-- BEGIN Data section --

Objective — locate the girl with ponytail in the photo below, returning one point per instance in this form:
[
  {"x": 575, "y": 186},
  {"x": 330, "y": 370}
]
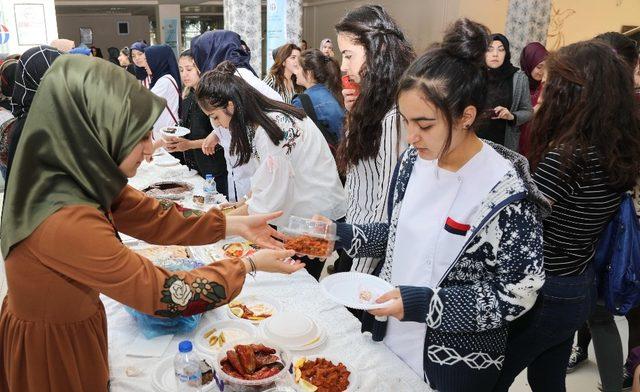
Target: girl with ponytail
[{"x": 320, "y": 76}]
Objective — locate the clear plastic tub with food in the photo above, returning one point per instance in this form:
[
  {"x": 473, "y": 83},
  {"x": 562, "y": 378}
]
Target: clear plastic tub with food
[{"x": 310, "y": 237}]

-- END Data section --

**Problem requirements**
Can you write out again, word for word, every line of the rows from the one containing "Objective — locate the clear" through the last line of the rows, including both?

**Task output**
Objective — locate the clear plastic tub with food in the photo above, returning one point per instance in this form:
[
  {"x": 473, "y": 83},
  {"x": 562, "y": 378}
]
Target: clear plastic tub with food
[{"x": 310, "y": 237}]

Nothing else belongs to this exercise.